[Begin DATA TO USE]

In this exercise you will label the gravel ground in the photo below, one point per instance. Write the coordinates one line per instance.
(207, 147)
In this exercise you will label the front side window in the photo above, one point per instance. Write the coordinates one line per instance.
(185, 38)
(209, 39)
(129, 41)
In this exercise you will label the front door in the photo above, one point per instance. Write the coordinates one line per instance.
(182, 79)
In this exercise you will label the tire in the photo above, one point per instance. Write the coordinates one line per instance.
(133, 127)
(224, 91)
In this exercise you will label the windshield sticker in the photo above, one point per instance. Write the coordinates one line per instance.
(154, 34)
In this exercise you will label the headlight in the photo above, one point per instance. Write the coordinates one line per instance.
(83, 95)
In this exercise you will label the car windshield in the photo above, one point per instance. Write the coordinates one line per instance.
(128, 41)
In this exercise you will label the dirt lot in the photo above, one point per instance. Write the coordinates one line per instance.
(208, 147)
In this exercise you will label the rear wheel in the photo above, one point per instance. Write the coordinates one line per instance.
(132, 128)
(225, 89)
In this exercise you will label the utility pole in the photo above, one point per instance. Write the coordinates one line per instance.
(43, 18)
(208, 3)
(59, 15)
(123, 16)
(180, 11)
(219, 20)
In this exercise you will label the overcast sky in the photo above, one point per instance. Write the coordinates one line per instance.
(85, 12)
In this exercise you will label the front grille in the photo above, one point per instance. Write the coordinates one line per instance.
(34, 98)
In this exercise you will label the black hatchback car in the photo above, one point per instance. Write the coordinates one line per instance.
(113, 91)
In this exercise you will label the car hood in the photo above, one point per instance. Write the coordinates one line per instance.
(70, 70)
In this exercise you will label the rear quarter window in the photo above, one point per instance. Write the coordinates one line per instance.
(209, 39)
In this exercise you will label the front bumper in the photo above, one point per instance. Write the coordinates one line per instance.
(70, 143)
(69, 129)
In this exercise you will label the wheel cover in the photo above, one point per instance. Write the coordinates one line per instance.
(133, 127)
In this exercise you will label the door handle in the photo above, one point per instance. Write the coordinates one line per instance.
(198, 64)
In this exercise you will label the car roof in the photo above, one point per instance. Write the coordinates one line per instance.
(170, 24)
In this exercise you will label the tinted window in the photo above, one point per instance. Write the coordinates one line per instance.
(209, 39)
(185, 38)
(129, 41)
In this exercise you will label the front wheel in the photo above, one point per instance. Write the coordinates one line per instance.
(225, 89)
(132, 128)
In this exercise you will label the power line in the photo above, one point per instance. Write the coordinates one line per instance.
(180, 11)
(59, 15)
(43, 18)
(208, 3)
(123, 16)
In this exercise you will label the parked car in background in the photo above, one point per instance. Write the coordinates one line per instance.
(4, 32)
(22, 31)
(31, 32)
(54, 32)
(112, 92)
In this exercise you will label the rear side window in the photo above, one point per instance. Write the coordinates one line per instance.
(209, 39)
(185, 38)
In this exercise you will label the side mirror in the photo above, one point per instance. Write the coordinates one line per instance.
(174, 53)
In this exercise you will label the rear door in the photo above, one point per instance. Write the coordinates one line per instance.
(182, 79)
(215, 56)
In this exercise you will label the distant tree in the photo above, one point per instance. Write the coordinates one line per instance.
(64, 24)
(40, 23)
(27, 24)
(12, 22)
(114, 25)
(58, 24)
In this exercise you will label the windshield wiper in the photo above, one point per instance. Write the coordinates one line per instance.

[End DATA TO USE]
[Begin DATA TO USE]

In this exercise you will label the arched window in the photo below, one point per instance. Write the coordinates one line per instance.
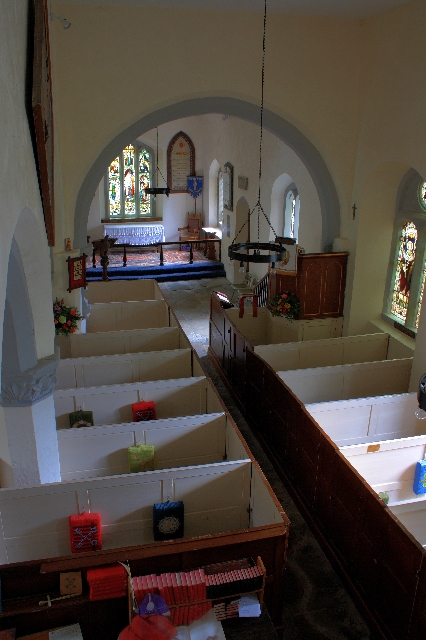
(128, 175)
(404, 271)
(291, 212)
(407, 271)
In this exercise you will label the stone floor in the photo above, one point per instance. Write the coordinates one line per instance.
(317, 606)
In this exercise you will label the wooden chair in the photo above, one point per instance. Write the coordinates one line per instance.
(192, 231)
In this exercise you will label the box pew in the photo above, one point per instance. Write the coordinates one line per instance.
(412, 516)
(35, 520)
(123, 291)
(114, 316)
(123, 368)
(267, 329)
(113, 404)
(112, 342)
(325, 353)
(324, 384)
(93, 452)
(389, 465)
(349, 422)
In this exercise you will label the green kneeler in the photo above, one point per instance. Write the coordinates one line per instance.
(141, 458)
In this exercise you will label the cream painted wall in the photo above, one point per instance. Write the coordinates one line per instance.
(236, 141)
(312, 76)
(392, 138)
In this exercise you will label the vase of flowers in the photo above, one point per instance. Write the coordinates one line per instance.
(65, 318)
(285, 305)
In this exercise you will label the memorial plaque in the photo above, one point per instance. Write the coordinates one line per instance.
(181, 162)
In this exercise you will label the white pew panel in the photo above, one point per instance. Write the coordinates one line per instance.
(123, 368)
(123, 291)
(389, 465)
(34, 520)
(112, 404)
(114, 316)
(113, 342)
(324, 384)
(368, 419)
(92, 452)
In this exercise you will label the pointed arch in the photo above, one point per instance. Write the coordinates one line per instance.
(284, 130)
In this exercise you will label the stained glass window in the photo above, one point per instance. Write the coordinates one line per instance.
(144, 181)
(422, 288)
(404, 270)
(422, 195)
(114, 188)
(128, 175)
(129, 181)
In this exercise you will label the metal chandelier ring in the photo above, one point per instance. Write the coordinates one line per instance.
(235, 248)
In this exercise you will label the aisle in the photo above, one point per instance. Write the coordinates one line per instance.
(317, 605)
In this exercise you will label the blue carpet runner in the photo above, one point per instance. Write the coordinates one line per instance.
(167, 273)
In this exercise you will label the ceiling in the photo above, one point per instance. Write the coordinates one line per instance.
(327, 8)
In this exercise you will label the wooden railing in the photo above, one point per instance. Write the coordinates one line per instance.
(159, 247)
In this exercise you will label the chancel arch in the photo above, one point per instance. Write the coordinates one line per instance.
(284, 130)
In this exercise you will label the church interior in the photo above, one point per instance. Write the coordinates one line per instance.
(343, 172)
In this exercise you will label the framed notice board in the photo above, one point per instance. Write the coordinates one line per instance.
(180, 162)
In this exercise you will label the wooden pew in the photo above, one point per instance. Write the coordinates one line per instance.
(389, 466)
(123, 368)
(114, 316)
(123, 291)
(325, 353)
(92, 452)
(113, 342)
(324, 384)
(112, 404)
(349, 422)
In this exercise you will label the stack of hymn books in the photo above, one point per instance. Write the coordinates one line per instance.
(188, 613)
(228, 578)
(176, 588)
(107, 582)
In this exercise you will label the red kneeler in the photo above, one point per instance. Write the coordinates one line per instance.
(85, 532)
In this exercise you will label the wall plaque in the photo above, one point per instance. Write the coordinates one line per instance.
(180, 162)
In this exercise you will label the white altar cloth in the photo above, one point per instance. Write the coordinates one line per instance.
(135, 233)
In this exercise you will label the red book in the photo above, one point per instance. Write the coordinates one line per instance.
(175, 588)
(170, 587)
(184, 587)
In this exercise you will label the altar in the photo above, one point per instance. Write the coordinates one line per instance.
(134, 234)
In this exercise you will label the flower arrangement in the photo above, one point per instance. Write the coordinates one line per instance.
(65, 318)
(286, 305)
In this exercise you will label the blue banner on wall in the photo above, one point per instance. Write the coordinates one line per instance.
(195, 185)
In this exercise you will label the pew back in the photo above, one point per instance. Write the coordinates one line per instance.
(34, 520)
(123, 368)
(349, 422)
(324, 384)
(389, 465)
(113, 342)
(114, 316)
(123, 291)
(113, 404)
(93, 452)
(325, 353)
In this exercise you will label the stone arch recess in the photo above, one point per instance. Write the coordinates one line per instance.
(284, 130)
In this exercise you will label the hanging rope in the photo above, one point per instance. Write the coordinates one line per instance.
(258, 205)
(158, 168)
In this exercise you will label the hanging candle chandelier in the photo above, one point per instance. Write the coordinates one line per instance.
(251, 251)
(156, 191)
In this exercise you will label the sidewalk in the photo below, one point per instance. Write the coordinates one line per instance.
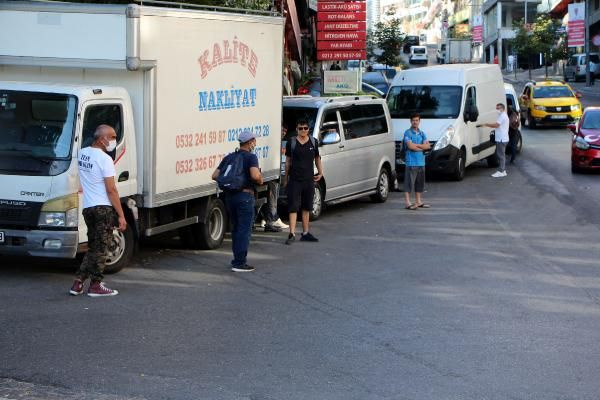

[End DATA TO USE]
[Begin DATA TO USE]

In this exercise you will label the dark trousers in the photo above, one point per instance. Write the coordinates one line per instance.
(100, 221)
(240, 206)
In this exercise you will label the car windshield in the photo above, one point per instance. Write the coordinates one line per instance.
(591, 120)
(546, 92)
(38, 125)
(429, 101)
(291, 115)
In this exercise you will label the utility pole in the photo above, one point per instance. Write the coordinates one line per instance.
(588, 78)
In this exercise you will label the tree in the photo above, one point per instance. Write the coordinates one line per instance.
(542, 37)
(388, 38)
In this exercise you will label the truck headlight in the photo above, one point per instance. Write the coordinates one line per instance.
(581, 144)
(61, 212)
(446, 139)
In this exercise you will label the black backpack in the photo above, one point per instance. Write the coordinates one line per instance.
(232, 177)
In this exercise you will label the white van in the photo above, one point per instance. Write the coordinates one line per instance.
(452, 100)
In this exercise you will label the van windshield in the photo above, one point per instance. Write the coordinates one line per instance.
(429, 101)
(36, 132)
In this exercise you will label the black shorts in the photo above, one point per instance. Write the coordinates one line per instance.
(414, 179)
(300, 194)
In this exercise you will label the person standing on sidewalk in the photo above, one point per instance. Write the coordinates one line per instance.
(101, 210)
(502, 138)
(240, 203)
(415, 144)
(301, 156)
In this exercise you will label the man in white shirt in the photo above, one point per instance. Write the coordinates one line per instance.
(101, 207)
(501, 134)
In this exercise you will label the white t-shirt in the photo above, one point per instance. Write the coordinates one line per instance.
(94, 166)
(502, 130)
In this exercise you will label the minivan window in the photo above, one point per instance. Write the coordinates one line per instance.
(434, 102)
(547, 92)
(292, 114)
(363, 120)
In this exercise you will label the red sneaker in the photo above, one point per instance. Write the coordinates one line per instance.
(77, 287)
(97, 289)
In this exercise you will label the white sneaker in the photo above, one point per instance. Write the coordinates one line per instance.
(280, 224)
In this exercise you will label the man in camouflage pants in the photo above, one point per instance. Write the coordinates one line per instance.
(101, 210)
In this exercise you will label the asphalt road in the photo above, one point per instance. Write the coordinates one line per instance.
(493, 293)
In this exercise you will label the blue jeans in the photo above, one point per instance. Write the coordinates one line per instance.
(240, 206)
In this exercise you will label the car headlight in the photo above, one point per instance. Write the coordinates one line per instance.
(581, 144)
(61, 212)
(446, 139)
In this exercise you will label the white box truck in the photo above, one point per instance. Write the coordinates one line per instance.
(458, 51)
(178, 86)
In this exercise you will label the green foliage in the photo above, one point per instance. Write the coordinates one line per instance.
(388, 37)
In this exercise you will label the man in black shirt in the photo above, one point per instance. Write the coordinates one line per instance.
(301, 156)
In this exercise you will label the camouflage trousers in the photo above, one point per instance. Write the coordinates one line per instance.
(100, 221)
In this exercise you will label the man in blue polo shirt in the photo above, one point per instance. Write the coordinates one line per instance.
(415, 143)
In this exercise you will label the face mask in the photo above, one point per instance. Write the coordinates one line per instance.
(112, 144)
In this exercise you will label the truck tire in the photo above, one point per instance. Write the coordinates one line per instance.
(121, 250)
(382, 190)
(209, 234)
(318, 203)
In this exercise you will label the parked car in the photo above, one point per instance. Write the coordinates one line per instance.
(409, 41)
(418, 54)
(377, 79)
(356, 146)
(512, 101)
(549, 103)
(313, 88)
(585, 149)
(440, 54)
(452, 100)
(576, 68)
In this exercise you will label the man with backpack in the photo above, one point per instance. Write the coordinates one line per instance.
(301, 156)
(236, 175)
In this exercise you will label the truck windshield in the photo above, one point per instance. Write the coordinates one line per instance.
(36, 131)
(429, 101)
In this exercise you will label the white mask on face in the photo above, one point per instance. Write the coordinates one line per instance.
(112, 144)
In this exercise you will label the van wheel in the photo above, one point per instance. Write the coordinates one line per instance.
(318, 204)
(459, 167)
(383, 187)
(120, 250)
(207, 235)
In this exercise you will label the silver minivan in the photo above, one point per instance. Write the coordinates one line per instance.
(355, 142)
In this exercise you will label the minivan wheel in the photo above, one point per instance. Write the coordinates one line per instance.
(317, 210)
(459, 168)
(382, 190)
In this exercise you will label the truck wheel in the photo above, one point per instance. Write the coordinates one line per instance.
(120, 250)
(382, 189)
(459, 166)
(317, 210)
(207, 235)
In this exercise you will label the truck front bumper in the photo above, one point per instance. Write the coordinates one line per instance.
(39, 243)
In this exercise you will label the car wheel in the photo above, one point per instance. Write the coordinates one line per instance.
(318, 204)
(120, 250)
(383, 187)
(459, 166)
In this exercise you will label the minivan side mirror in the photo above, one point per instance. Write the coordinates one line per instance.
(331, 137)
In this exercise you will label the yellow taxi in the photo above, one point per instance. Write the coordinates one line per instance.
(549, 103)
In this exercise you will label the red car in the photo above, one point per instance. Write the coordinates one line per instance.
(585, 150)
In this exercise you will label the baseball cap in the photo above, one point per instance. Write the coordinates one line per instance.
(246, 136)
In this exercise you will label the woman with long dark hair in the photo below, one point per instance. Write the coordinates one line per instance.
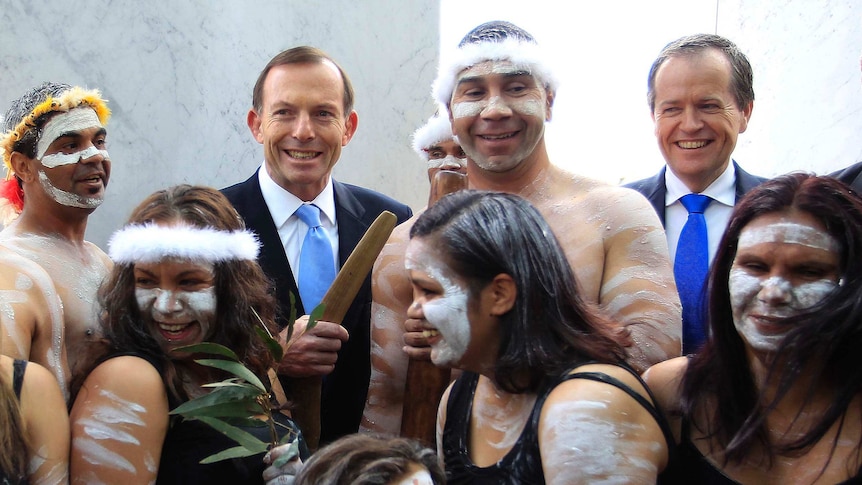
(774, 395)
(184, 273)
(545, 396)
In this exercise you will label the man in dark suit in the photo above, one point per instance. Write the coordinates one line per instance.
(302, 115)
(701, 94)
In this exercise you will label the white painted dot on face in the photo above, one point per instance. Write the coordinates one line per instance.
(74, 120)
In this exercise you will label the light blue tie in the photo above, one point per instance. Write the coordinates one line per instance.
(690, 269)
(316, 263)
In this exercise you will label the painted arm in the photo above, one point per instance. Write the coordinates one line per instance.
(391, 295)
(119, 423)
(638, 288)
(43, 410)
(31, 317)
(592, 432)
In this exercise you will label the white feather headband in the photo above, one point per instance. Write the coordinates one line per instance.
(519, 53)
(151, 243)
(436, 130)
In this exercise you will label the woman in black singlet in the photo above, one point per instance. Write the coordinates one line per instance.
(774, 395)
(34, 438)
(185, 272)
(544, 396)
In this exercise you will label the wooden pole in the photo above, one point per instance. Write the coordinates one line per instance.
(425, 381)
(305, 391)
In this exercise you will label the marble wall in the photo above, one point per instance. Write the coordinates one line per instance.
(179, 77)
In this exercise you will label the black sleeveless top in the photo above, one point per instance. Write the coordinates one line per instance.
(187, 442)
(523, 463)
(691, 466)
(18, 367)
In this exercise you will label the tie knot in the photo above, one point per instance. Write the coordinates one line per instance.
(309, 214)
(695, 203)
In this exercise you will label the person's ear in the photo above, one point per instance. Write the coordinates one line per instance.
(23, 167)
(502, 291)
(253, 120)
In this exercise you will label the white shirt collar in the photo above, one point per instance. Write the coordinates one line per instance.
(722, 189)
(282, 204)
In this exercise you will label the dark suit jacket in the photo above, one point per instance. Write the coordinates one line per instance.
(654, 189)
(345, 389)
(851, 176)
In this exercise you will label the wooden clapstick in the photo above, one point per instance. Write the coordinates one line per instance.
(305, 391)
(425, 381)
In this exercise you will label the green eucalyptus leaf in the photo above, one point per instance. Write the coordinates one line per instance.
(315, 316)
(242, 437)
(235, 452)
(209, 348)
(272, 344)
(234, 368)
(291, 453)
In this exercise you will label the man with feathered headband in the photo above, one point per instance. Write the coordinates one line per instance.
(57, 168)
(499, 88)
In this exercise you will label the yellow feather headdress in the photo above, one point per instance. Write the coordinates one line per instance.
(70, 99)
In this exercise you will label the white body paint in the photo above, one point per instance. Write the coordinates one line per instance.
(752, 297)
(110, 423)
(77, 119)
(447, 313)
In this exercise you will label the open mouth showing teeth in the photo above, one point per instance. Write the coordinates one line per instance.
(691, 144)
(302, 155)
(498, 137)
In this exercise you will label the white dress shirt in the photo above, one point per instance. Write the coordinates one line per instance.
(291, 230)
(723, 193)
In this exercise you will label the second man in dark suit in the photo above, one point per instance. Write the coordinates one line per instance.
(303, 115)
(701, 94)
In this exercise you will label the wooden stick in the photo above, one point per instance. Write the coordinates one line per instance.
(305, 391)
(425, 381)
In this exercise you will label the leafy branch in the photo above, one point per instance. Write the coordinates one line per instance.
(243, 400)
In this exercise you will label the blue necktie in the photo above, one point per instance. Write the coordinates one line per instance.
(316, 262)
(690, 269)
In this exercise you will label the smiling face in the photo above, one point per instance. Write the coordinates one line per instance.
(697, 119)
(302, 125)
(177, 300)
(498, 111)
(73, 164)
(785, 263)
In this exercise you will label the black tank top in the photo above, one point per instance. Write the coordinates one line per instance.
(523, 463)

[End DATA TO USE]

> WHAT IS EXPECTED
Collect every line of the records above that contains the string "rear", matching case exactly.

> EXERCISE OUTPUT
In this exercise you will label the rear wheel in the photo above, one point per instance. Write the coordinates one line per instance.
In this exercise you will label the rear quarter window in the photo above, one point per instance. Write the coordinates one line per instance.
In this exercise you will label the rear side window in the photo above, one point per instance. Write the coordinates one line per instance.
In this exercise you will label the rear door in the photo above, one point per instance. Write the coordinates one line per instance.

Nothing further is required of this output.